## About this exercise
Set down the data below in full, exactly as it reads, but without the pictures.

Stored entries
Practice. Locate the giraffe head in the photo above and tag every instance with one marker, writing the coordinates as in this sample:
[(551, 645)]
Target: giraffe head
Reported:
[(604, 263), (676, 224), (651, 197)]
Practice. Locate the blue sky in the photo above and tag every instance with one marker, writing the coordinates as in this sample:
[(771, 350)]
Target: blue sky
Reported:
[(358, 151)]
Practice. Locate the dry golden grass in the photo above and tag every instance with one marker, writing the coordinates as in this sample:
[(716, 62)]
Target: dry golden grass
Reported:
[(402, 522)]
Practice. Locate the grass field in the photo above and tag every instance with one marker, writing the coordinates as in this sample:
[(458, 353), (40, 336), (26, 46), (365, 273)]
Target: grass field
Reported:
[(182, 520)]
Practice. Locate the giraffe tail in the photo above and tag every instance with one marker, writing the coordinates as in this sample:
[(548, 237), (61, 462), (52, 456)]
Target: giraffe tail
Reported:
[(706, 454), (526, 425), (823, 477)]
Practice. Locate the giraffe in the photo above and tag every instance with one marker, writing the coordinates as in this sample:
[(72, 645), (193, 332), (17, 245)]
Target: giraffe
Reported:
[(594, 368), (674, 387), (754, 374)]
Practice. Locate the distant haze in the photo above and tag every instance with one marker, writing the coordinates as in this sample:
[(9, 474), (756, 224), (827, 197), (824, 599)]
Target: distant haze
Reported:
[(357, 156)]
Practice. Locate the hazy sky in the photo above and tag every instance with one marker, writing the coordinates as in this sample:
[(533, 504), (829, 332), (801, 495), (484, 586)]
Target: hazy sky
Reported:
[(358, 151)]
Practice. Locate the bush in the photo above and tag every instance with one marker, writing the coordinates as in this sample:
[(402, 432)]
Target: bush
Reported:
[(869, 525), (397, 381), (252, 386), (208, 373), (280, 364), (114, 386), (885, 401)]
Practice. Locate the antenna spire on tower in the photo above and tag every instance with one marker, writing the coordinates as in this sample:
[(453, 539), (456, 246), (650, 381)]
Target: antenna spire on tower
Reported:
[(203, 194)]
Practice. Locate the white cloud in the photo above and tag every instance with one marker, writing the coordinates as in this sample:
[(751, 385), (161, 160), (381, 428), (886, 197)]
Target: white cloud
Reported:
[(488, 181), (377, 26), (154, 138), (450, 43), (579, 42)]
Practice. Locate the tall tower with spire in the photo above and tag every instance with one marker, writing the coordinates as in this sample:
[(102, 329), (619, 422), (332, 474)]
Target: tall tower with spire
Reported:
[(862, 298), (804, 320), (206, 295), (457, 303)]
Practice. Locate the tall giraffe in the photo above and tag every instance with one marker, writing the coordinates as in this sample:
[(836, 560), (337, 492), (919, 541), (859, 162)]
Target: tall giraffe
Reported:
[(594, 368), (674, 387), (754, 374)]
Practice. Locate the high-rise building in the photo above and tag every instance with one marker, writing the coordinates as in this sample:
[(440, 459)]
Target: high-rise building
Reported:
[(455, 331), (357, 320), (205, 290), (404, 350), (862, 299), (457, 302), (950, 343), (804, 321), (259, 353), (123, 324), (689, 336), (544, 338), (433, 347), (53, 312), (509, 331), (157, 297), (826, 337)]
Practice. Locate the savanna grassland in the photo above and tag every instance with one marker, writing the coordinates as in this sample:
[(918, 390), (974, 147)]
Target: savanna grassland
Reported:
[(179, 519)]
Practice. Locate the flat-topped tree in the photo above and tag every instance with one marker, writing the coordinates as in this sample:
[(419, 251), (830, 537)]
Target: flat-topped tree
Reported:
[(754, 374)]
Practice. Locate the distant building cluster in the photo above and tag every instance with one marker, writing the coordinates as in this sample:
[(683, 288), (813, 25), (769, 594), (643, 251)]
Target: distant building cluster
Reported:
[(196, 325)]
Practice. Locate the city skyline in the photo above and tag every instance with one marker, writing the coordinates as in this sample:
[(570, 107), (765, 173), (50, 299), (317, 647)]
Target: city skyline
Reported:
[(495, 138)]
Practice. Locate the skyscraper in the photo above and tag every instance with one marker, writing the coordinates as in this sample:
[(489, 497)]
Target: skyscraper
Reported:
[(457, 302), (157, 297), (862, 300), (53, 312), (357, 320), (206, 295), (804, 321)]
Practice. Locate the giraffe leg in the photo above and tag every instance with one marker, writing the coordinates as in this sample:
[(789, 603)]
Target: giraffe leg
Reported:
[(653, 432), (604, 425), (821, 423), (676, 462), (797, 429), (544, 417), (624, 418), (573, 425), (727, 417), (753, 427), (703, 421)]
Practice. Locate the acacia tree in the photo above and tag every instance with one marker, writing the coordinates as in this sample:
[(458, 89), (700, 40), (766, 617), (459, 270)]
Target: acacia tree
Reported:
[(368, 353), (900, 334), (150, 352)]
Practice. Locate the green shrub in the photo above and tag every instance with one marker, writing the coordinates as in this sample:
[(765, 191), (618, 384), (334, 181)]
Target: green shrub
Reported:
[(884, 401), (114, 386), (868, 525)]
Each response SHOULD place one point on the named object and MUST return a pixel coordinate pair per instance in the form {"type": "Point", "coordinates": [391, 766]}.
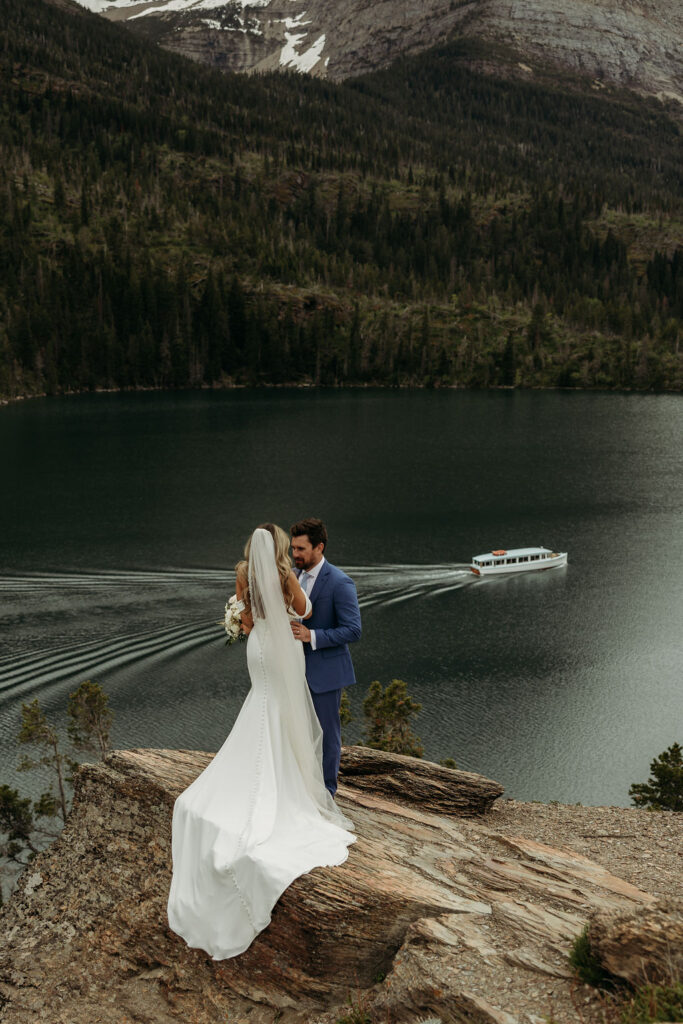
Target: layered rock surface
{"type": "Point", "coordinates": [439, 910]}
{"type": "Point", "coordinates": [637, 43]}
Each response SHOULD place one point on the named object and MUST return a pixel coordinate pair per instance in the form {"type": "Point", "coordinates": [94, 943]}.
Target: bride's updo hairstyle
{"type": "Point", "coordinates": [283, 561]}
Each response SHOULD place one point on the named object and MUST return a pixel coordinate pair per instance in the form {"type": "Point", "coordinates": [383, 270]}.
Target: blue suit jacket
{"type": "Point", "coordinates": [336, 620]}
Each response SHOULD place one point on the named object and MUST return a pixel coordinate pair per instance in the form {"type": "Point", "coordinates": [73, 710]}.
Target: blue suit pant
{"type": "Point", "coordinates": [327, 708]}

## Solution for this problem
Practice. Locate the giraffe head in the photo above and tag every instance with one marker, writing the coordinates as in this sample:
[(551, 645)]
Target: giraffe head
Reported:
[(604, 263), (676, 224), (651, 197)]
Practice. Locate the blue sky in the photo above and tag every instance with one marker, writing the coordinates as in this sample:
[(771, 350)]
Target: blue sky
Reported:
[(358, 151)]
Practice. Locate the dry golden grass in the photo above and tag every instance with one marker, writing the coordinates as in this sample:
[(716, 62)]
Target: dry golden grass
Reported:
[(402, 522)]
Practice. Locate the grass field in the photo above and tag every instance with one marker, writing the coordinates as in this sample:
[(458, 353), (40, 336), (26, 46), (365, 273)]
Target: grass field
Reported:
[(182, 520)]
Practice. Locate the giraffe tail in the photo above and tag every instance with one marker, writing the coordinates as in this sample:
[(548, 237), (61, 462), (52, 456)]
Target: giraffe tail
Reported:
[(706, 454), (526, 425), (823, 477)]
Practice. Locate the giraffe in the photo above and tag every instance with one marker, writing the coordinates as in this sample:
[(72, 645), (193, 332), (17, 245)]
Target: giraffe
Reported:
[(594, 368), (674, 387), (754, 374)]
Practice. Locate the distant haze in the photo above and tag every instance with one marker, writing the coordinates as in this sample:
[(9, 474), (756, 224), (827, 197), (824, 599)]
Target: distant haze
Reported:
[(357, 156)]
Practice. Locate the hazy sky in the photo above and tag every instance with one marker, writing the coordinates as in this sample:
[(533, 504), (829, 332), (801, 495), (484, 586)]
Target: hazy sky
Reported:
[(358, 151)]
Practice. Locate the bush in the photo above and tag every instance with one marker, writing the coordinates as in this sample:
[(402, 432)]
Target: bush
Reported:
[(869, 525), (397, 381), (252, 386), (208, 373), (280, 364), (114, 386), (885, 401)]
Practice. Locate the antenna spire on tower in the photo above and tag every instance with one marker, writing the coordinates as in this sample:
[(453, 539), (456, 246), (650, 381)]
Target: antenna spire on tower
Reported:
[(203, 194)]
Practice. Locate the white cloud in the photo above and tag every instance with one marker, writing the coordinates as in this sample:
[(751, 385), (161, 160), (381, 428), (886, 197)]
Target: white cloud
Reported:
[(488, 181), (377, 26), (154, 138), (450, 43), (579, 42)]
Practice. Locate the tall tower with spire in the photo above and tag every instance with one marker, writing the coordinates as in this sample:
[(102, 329), (619, 422), (332, 474)]
Target: tall tower with spire
Reported:
[(862, 298), (804, 320), (206, 295), (457, 303)]
Practice. Locate the tall giraffe in the photo above and tag every instance with one marker, writing the coordinates as in this sample:
[(836, 560), (337, 492), (919, 541), (859, 162)]
Target: tall giraffe
Reported:
[(594, 368), (674, 387), (754, 374)]
Practice. Locate the high-rise building in the photo above and tag every instance with one marker, writing the coordinates as in this sample:
[(440, 459)]
Target: high-rise building
Reported:
[(455, 331), (357, 320), (205, 290), (404, 350), (862, 299), (457, 302), (950, 343), (804, 321), (259, 353), (123, 324), (689, 336), (544, 338), (433, 347), (53, 312), (509, 331), (157, 297), (826, 337)]
Practice. Locate the savanna grassland in the photo above and tag every instance with one marker, writing the coordinates as in this sample:
[(918, 390), (974, 147)]
Target: savanna grassland
Reported:
[(179, 519)]
Practice. Locate the flat-topped tree in the photo above and tag every instance with one marker, writing the coordinates as in this sample:
[(419, 251), (830, 537)]
Target: flat-topped tree
Reported:
[(754, 374)]
Practice. Locate the distant building cluster in the photo above and tag every instance with one marker, writing the coordinates as in this sample:
[(683, 288), (813, 25), (769, 594), (643, 251)]
Target: distant building cluster
Reported:
[(196, 325)]
Practice. Locate the city skyline in the photo above and tag every instance with one marker, writing the coordinates as in this sample:
[(570, 107), (765, 173), (50, 299), (317, 647)]
Target: city skyline
Reported:
[(495, 138)]
Practice. Locate the skyscraper in the photo above and tag every instance with one marker, writing the coordinates as in this sample:
[(489, 497)]
Target: skyscraper
Reported:
[(457, 302), (157, 297), (862, 300), (53, 312), (357, 320), (206, 295), (804, 321)]
Practice. Locate the giraffe leg in the photo above and tag every instance with one marker, writing the coordinates as in this sample:
[(789, 603)]
Target: giraffe leg
Reported:
[(653, 432), (604, 425), (821, 423), (676, 462), (797, 429), (544, 417), (624, 418), (573, 425), (727, 417), (753, 427), (703, 421)]
Practice. Locate the acacia tree in the photo above and tag every instance with one marker, writing the coordinates as in this sample:
[(458, 89), (700, 40), (766, 617), (459, 270)]
Target: acacia tree
Reported:
[(368, 353), (900, 334), (150, 352)]
Practice. Locate the green shrub in the photo above and tag every instance with one marker, writing the coordinates as in this sample:
[(765, 191), (618, 384), (334, 181)]
Target: green shrub
Reported:
[(884, 401), (114, 386), (868, 525)]
Each response SHOULD place one point on the named object and MUST return a pixel coordinate pair per instance in the form {"type": "Point", "coordinates": [391, 766]}.
Target: layered rock surface
{"type": "Point", "coordinates": [439, 910]}
{"type": "Point", "coordinates": [637, 43]}
Each response SHOULD place one point on the named object and MUST return a pixel coordinate pair per instance in the form {"type": "Point", "coordinates": [94, 943]}.
Target: bride's updo hairstyle
{"type": "Point", "coordinates": [283, 561]}
Each response SHOULD place one point on the named object and MUST return a pixel coordinate pair per instance in the form {"type": "Point", "coordinates": [383, 270]}.
Target: blue suit jacket
{"type": "Point", "coordinates": [336, 620]}
Each response SHOULD place one point on the named object and MUST return a pixel coordinate pair per instance in the form {"type": "Point", "coordinates": [73, 710]}.
Target: blue suit pant
{"type": "Point", "coordinates": [327, 708]}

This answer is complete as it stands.